Как мы смогли убедиться, пресловутый нахимовский приказ вряд ли стоило называть «знаменитым», а потопление судов было приостановлено вовсе не потому, что «появилась слабая надежда» на отказ неприятеля немедленно идти на штурм, а потому, что эта мера была проявлением единоличной воли Павла Степановича, который сам, с явным облегчением, и отказался от её исполнения, когда с его плеч была снята колоссальная ответственность за судьбу Южной стороны. Но значимость, исключительная роль и ценность такой исторической личности, как Нахимов, только неизмеримо возрастает, когда читаешь о его здравом решении, высказанном им на совете того же дня. И нам необходимо подробнее остановиться на событии, так непростительно скупо описанном Жандром, тогда как именно день 14 сентября можно считать важнейшим рубежом; «четырнадцатым сентября исчерпало себя, иссякло окончательно меншиковское начало севастопольской обороны. Четырнадцатым — вступило в права корниловское — гражданское, патриотическое и народное — начало севастопольской эпопеи, которое с остротой гения воспринял и передал во всех севастопольских рассказах Л.Н.Толстой, а затем перенёс его и в «Войну и мир»» [155].

В корниловском «журнале» за 13, 14, 15, 16 и 17 сентября почти дословно повторяются такие фразы: за 13-е: «О князе самые сбивчивые слухи. Что будет, то будет, а надо брать меры, если князь отрезан и к нам опоздает»; за 14-е: «Но что будет, то будет. Положили стоять. Слава будет, если устоим, если же нет, то князя Меншикова можно назвать изменником и подлецом, впрочем, я всё не верю, чтобы он продал… О князе ни слуху, ни духу»; за 15-е: «О князе ни слуху, ни духу… Князь должен дать отчёт России в отдаче города. Если бы он не ушёл Бог весть куда, то мы бы отстояли. Если бы я знал, что он способен на такой изменнический поступок, то, конечно, никогда бы не согласился затопить корабли, а лучше вышел дать сражение двойному числом врагу… Вечер в чёрных мечтах о будущем России. Неужели все её войска похожи на армию князя Меншикова? А Меншиков состоит в числе лучших генералов!»; за 16-е: «…Бог да благословит и да подкрепит нас, и если бы князь Меншиков вместо того, чтобы потеряться после несчастной Альминской битвы, привёл бы войска в порядок на Северной стороне и решился бы, вместо разных стратегических маршей, защищать донельзя порт и город и оставил бы наш флот целым, с его командой и в его сфере, то, я уверен, мы не были бы накануне разрушений. Постыдно!»; за 17-е: «О князе ни слуху, ни духу…»

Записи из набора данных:
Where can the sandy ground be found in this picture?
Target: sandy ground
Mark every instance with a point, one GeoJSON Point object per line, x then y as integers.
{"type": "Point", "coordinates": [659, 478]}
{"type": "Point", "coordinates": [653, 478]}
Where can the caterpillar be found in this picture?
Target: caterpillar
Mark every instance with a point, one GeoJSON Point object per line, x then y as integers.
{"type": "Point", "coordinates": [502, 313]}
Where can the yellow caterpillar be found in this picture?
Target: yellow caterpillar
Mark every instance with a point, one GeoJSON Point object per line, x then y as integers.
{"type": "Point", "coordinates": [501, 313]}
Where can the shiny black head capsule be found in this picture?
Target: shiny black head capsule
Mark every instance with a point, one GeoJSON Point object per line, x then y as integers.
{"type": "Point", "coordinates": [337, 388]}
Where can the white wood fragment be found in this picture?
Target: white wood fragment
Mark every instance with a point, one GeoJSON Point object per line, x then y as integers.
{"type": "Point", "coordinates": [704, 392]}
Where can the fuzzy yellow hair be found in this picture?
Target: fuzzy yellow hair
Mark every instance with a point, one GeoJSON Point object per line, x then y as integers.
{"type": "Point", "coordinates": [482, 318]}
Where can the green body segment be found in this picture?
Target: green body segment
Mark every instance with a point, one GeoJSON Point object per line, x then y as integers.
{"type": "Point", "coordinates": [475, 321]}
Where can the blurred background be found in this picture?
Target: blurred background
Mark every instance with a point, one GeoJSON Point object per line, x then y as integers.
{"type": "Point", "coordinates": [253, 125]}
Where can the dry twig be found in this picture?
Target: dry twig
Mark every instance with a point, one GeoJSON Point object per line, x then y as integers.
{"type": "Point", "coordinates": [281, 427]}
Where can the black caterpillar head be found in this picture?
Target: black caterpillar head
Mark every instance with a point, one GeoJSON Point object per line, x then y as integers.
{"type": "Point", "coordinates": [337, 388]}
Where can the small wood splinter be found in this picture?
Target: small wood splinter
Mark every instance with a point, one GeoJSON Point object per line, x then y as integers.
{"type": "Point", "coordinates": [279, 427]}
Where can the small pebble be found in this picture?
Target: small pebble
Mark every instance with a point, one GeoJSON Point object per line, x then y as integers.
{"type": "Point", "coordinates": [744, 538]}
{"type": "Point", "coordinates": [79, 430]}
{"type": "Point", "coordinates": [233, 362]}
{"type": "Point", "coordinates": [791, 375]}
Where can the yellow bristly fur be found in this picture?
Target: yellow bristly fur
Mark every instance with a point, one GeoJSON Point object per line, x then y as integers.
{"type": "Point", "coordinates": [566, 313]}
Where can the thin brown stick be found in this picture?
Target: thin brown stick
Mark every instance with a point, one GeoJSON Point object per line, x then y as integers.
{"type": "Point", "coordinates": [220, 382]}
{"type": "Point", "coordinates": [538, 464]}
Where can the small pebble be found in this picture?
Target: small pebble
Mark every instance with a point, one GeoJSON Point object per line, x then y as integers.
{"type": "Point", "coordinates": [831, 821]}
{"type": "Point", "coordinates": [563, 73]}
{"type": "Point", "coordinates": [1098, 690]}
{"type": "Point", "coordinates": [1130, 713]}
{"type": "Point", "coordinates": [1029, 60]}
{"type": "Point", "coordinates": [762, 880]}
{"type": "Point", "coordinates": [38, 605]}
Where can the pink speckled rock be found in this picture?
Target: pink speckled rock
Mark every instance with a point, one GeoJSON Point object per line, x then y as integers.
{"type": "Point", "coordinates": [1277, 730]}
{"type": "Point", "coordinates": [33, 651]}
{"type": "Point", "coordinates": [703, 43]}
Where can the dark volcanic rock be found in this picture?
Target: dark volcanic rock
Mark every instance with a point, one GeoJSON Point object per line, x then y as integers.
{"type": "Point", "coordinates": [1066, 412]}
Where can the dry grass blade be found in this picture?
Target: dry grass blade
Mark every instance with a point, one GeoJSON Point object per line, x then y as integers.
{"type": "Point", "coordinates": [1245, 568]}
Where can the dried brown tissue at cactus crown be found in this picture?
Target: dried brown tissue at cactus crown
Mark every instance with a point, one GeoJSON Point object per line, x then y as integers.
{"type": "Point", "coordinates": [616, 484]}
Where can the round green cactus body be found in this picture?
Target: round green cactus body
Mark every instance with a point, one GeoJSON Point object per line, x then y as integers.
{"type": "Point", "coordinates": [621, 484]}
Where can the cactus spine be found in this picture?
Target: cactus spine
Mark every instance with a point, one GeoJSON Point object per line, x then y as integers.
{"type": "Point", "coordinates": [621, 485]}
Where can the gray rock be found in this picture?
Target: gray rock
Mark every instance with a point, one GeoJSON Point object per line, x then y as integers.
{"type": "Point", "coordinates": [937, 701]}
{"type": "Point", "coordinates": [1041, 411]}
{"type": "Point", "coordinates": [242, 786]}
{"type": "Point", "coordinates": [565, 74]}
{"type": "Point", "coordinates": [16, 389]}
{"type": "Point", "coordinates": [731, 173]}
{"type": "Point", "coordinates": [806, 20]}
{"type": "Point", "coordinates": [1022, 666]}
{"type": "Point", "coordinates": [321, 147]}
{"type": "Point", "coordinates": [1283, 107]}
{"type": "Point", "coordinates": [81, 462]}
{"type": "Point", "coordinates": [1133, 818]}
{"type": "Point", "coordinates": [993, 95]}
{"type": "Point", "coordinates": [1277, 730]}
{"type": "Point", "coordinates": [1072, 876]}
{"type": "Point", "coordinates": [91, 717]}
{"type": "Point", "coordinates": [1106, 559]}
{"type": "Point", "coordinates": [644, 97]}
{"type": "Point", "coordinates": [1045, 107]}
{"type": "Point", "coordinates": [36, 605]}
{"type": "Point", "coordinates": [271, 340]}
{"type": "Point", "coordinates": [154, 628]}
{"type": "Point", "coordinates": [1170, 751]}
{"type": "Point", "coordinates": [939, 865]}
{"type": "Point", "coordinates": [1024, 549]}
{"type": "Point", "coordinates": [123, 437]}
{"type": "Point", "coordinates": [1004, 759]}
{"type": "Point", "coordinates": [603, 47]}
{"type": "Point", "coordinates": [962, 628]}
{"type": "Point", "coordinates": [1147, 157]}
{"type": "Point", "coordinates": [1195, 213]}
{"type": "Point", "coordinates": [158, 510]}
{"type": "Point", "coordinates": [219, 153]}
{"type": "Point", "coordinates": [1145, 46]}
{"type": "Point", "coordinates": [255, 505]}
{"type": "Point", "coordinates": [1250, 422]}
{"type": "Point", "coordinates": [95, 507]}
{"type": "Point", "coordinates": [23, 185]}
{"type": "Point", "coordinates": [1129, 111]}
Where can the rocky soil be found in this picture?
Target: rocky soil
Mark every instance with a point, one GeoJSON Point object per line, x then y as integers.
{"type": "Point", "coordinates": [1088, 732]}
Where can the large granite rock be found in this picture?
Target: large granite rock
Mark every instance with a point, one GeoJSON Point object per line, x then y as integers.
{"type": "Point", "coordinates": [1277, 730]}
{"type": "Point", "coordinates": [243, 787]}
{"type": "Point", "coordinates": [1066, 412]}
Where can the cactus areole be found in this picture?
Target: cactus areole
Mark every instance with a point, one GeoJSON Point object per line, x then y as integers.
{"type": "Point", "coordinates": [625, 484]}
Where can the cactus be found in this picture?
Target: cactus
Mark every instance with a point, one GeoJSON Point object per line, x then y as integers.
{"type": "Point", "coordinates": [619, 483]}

ЗАДАНИЯ
**1)** Переведите на английский язык следующее предложение из текста о севастопольской обороне: «Но значимость, исключительная роль и ценность такой исторической личности, как Нахимов, только неизмеримо возрастает, когда читаешь о его здравом решении, высказанном им на совете того же дня».
**2)** Замените «in this picture» на «in this image» в перечне от строки, содержащей «Where can the cactus areole», до самого конца перечня и приведите этот отрывок целиком, оставив всё прочее без изменений.

ОТВЕТЫ
**1)** But the significance, exceptional role, and value of such a historical figure as Nakhimov only grow immeasurably when one reads of his sound decision, voiced by him at the council of that same day.

**2)**
Where can the cactus areole be found in this image?
Target: cactus areole
Mark every instance with a point, one GeoJSON Point object per line, x then y as integers.
{"type": "Point", "coordinates": [625, 484]}
Where can the cactus be found in this image?
Target: cactus
Mark every instance with a point, one GeoJSON Point object per line, x then y as integers.
{"type": "Point", "coordinates": [619, 483]}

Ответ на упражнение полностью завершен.